주어진 자료 =
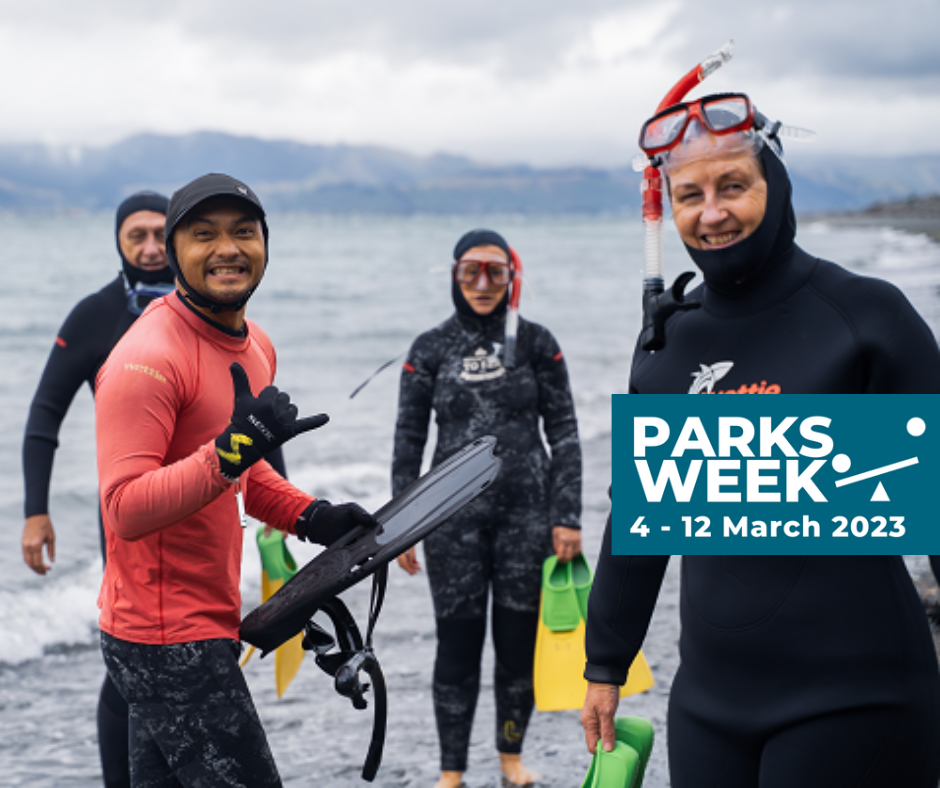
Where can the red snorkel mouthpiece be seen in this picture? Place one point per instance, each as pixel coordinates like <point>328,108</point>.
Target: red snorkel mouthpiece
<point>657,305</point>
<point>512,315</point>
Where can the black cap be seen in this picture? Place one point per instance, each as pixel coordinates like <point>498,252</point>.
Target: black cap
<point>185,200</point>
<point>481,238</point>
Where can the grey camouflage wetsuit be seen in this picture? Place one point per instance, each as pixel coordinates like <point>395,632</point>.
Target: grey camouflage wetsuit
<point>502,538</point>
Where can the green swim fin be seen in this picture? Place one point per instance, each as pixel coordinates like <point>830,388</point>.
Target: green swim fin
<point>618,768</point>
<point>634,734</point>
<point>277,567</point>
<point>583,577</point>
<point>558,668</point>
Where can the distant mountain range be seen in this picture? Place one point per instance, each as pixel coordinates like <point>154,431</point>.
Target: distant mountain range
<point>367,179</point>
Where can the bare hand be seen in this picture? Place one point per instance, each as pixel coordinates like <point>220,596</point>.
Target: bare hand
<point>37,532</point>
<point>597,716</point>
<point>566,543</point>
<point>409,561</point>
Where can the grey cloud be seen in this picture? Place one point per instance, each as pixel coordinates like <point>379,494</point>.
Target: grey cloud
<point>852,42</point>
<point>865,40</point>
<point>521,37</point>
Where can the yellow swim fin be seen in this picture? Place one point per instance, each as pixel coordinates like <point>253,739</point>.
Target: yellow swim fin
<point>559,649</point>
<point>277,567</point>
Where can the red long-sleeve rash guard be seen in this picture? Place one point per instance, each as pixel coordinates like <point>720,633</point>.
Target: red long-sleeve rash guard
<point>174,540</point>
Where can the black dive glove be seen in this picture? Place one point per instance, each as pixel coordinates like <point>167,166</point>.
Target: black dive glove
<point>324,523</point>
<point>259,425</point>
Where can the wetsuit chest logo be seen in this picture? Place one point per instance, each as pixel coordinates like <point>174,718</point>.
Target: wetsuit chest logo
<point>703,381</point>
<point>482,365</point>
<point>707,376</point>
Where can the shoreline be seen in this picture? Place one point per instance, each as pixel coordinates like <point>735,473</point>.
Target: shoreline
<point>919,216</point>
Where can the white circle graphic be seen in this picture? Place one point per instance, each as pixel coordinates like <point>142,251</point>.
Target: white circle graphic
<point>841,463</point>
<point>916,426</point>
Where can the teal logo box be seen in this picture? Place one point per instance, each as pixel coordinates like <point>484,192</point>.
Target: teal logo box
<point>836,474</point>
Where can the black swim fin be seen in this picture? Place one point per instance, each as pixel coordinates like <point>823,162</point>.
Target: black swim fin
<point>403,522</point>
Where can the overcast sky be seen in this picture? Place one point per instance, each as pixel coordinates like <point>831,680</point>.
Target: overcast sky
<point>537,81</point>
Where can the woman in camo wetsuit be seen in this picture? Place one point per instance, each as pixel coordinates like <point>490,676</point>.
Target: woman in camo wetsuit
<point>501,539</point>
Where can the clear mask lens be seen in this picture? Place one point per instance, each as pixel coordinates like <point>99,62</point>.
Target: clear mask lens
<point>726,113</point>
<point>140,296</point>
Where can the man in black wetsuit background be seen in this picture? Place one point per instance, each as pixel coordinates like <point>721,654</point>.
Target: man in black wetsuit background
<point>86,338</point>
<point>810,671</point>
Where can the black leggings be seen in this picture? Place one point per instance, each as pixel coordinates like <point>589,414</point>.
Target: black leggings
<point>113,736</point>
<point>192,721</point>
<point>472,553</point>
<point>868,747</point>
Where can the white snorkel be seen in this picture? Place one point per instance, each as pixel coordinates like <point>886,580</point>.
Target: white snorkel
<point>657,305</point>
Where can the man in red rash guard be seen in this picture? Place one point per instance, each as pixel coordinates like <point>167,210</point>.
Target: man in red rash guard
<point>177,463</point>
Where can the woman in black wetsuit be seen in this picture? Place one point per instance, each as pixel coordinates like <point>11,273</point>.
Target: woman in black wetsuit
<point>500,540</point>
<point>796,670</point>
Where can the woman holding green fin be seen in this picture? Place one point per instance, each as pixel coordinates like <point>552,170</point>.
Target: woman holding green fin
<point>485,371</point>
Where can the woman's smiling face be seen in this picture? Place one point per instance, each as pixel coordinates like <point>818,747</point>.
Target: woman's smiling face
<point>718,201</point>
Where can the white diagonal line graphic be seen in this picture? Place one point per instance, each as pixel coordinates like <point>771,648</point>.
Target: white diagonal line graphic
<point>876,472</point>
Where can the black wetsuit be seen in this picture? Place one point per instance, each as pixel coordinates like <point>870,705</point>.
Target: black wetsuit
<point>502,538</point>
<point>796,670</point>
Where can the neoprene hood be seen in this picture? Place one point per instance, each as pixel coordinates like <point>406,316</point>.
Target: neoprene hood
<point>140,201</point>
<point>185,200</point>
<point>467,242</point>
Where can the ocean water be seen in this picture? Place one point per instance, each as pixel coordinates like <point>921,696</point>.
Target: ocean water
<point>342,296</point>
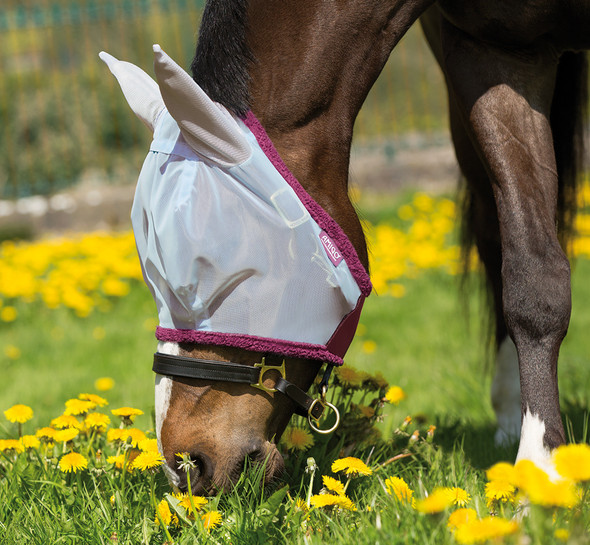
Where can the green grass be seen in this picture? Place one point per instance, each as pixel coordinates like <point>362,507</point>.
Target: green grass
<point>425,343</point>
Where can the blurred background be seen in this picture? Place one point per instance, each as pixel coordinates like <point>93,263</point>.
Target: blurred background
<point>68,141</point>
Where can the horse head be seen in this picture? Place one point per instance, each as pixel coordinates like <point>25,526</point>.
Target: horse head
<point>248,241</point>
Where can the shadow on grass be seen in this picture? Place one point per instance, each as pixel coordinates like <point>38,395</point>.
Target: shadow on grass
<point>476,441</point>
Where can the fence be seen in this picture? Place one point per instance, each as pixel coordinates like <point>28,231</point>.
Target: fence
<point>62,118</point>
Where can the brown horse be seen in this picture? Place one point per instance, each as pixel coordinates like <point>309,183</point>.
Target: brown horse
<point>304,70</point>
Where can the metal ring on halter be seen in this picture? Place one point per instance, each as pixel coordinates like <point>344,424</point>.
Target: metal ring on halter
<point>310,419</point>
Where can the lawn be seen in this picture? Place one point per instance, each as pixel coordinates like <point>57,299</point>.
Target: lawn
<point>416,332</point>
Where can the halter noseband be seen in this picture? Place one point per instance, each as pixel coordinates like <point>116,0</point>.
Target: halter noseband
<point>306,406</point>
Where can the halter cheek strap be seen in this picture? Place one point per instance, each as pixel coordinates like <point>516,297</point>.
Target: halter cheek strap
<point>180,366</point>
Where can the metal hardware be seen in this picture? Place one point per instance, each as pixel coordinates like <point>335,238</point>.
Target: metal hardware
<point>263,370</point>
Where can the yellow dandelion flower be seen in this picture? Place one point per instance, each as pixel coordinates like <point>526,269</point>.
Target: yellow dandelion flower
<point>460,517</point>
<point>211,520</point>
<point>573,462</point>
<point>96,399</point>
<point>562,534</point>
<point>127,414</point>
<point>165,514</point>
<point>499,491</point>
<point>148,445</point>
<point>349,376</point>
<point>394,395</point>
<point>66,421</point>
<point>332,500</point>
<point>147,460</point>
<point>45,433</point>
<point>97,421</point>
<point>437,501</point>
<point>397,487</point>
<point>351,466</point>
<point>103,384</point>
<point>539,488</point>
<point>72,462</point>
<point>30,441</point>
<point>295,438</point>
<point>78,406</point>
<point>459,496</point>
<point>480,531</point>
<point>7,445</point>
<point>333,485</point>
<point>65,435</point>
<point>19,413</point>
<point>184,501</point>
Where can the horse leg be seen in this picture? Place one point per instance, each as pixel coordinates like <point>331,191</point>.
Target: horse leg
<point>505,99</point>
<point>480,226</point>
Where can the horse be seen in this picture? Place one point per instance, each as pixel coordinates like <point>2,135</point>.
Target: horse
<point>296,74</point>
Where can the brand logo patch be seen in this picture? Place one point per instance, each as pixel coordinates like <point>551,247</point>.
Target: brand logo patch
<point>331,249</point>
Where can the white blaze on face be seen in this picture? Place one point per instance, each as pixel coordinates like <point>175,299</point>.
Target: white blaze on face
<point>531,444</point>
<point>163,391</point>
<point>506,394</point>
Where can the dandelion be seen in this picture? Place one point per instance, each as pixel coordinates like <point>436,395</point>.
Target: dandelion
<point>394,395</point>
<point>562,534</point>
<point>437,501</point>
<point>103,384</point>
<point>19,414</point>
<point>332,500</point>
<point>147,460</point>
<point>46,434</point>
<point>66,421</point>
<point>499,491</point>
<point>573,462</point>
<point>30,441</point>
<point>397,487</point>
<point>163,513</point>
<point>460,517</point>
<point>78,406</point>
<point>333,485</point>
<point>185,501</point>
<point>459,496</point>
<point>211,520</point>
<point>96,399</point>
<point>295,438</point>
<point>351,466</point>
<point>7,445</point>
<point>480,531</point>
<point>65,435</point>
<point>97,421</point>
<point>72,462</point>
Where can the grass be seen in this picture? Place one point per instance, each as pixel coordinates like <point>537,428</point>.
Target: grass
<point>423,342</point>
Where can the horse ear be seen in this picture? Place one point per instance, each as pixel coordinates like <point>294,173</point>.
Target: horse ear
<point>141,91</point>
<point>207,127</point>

==

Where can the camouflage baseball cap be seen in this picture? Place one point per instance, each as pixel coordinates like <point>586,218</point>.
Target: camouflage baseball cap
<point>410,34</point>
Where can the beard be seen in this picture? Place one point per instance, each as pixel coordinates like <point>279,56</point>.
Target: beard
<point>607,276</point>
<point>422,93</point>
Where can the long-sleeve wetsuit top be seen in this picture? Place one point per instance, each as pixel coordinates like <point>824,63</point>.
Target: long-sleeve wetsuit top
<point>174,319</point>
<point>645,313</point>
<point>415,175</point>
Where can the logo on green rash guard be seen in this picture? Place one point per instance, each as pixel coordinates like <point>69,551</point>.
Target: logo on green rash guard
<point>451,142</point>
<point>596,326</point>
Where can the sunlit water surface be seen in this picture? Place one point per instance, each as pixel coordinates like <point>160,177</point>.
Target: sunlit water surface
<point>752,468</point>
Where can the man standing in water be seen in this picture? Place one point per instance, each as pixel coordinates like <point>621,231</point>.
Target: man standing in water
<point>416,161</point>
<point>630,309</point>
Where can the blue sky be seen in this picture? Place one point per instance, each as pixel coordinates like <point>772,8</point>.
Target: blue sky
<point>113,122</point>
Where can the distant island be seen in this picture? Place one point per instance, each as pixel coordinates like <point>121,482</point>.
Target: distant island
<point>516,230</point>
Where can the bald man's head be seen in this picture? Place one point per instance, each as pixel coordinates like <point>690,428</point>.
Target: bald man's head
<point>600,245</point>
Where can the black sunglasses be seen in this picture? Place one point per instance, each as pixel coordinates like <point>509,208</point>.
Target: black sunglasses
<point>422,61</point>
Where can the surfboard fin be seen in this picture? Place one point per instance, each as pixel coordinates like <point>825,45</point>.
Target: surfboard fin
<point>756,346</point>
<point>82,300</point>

요청 내용 =
위 항목에서 "Where can the black dive" 문구가 있는 줄부터 "<point>707,376</point>" 문구가 있는 줄까지, 양 끝 줄을 포함해 빠짐없이 마크다운 표로 바꿔 주세요. 열은 행 번호를 적는 "번호"와 그 줄을 적는 "내용"으로 하고, 빈 줄은 넣지 마세요.

최종 결과 =
| 번호 | 내용 |
|---|---|
| 1 | Where can the black dive glove be seen in this picture? Place one point per instance, each as pixel coordinates like <point>167,166</point>. |
| 2 | Target: black dive glove |
| 3 | <point>324,523</point> |
| 4 | <point>259,425</point> |
| 5 | Where can the wetsuit chest logo be seen in this picture? Place one point per instance, each as pixel coordinates like <point>174,718</point>. |
| 6 | Target: wetsuit chest logo |
| 7 | <point>703,381</point> |
| 8 | <point>482,365</point> |
| 9 | <point>707,376</point> |